Raw records
────────────────

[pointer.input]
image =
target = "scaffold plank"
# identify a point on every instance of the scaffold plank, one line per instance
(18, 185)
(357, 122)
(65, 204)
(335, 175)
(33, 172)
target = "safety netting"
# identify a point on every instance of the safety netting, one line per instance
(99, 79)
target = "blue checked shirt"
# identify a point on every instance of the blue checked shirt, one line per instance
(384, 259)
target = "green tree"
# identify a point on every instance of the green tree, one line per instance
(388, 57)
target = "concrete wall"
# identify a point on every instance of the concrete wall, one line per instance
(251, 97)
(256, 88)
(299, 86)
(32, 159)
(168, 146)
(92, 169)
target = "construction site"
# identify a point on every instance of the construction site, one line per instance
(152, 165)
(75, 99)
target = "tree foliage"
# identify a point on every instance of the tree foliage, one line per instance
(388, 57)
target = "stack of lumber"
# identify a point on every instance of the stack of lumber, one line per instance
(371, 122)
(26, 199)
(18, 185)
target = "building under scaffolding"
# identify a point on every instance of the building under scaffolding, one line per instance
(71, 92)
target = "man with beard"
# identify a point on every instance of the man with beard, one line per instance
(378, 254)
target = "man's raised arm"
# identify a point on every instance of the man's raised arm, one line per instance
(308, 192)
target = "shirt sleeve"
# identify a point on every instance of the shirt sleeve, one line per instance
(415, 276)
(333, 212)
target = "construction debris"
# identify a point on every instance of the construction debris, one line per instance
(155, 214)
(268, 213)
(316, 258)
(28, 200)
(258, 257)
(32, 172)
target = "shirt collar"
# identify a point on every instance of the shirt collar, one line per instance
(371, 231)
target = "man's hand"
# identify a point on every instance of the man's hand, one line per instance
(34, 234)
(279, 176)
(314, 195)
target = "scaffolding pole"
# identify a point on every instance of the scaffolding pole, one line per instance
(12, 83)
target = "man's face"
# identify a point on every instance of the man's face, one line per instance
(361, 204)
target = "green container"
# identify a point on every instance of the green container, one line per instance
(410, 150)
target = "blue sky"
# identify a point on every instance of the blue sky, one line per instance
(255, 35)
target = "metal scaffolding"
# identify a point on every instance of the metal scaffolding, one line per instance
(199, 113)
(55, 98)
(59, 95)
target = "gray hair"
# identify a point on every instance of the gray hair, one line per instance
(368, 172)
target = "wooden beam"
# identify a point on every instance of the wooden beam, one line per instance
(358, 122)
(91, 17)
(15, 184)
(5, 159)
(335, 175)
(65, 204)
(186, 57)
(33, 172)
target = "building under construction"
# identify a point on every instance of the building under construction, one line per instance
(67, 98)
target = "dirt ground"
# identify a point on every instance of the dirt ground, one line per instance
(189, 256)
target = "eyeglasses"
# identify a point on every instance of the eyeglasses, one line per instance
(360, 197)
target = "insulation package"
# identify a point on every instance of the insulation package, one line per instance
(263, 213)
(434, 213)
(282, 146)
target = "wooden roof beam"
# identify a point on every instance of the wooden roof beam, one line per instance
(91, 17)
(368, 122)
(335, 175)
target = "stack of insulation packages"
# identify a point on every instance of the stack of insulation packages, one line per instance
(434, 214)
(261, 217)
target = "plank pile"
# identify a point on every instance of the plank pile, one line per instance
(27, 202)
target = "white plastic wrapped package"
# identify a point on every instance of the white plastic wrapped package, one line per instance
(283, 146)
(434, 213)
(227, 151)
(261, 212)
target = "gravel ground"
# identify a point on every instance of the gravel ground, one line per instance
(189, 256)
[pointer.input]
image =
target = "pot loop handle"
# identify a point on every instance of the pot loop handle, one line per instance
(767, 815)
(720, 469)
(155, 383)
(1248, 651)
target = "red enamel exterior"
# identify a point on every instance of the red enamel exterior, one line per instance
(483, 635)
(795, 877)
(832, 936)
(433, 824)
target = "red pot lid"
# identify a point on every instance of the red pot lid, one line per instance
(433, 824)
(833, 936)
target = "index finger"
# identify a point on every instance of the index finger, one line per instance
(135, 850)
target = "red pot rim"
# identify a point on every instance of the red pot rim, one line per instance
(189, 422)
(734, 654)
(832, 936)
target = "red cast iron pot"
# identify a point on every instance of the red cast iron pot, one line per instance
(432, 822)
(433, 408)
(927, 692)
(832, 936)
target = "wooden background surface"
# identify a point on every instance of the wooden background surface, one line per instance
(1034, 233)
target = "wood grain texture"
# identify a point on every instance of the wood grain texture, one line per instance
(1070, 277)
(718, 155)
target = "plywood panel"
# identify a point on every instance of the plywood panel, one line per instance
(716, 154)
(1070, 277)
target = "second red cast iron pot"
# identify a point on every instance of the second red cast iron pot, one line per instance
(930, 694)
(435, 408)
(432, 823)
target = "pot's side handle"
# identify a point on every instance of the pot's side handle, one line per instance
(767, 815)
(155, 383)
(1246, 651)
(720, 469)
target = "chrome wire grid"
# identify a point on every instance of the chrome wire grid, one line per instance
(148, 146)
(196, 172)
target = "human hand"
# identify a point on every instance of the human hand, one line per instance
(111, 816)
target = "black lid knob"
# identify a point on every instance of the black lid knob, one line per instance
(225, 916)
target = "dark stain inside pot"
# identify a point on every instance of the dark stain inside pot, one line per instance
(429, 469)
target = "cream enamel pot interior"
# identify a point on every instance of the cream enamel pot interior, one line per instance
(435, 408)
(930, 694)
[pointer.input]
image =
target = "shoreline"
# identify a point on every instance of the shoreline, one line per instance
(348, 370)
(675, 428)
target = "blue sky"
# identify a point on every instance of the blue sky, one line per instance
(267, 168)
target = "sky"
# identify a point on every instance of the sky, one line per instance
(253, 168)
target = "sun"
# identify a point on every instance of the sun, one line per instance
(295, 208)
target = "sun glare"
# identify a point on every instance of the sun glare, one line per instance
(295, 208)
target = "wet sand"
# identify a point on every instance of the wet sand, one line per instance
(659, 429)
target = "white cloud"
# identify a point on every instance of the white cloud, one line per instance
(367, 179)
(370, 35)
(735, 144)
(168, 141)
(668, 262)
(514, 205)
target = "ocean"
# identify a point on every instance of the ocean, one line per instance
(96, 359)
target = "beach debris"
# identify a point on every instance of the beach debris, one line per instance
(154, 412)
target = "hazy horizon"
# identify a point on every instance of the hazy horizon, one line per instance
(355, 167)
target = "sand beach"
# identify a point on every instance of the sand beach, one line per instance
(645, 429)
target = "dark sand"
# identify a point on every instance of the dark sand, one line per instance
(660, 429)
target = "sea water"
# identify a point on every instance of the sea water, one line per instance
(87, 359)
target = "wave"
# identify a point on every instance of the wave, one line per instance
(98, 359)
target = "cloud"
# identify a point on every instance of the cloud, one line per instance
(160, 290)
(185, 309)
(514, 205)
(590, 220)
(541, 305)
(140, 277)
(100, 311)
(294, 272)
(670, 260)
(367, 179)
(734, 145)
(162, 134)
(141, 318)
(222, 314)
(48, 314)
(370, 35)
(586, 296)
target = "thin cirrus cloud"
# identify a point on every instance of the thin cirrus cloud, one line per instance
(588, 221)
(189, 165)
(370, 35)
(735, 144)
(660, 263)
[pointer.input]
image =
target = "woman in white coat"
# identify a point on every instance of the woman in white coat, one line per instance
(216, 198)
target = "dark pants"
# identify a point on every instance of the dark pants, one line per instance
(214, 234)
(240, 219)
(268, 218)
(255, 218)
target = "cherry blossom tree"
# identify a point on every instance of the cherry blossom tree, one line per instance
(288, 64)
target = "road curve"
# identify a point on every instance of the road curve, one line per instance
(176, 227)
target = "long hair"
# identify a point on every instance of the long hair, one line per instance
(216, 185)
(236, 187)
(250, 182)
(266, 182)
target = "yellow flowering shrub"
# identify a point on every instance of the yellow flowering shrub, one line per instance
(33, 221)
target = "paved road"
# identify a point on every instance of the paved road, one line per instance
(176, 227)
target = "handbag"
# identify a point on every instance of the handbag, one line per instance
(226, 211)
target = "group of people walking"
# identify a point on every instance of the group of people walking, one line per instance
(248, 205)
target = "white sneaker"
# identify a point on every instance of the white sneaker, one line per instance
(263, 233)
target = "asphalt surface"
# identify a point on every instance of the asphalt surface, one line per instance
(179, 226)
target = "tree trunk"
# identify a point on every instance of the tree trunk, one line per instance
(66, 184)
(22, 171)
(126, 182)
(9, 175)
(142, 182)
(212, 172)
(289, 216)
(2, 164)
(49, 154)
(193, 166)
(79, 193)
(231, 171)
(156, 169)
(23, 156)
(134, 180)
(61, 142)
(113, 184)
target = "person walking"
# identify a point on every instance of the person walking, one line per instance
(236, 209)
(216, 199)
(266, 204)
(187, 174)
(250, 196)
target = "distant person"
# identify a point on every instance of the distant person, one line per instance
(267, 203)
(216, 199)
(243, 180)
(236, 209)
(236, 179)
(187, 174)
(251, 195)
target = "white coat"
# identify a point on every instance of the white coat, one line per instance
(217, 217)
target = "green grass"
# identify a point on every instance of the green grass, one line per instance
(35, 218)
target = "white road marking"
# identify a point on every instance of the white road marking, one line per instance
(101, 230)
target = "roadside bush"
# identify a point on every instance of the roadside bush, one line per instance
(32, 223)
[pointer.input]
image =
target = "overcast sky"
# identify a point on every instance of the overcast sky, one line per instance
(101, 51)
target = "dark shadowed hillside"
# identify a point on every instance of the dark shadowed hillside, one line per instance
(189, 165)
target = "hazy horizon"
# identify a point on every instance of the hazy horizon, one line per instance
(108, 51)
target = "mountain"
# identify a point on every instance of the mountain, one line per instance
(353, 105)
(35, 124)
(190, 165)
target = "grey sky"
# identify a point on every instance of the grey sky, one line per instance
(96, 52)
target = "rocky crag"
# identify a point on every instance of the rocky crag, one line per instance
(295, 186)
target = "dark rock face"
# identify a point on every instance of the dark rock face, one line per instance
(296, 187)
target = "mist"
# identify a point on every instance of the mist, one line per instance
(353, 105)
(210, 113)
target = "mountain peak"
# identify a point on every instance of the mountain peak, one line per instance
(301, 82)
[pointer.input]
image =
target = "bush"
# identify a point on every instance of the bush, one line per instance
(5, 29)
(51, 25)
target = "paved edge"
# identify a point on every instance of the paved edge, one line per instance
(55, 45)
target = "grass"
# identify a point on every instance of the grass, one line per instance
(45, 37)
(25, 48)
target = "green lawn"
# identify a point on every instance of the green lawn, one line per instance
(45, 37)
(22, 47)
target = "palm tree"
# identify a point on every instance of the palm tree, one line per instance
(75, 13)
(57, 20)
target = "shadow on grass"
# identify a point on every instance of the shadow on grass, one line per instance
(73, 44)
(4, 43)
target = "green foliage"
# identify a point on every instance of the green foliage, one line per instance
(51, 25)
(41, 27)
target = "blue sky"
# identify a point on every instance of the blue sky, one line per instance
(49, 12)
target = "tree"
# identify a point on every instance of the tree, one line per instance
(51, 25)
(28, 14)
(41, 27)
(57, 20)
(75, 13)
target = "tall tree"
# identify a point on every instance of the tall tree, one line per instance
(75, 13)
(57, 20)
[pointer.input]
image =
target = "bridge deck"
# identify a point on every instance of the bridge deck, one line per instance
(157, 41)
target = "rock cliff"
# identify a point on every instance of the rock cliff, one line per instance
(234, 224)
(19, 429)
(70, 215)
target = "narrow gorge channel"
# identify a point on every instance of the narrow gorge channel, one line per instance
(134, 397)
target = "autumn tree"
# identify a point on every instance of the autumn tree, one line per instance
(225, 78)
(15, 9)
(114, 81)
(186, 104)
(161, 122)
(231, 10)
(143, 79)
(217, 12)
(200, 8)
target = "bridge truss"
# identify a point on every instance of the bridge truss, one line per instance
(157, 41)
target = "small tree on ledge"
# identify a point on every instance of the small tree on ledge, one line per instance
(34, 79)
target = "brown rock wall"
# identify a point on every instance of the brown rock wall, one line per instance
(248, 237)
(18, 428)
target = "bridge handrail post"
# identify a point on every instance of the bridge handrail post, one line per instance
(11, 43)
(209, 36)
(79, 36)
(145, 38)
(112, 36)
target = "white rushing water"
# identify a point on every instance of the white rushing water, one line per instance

────────────────

- _PROBLEM TO WORK ON_: Please find every line in the items above that contains the string "beam". Copy each of those lines.

- _EXERCISE RESPONSE_:
target = "wooden beam"
# identify a point on every instance of the wooden beam, one line per instance
target = "wooden roof beam"
# identify a point on every instance of the wooden roof beam, one line per instance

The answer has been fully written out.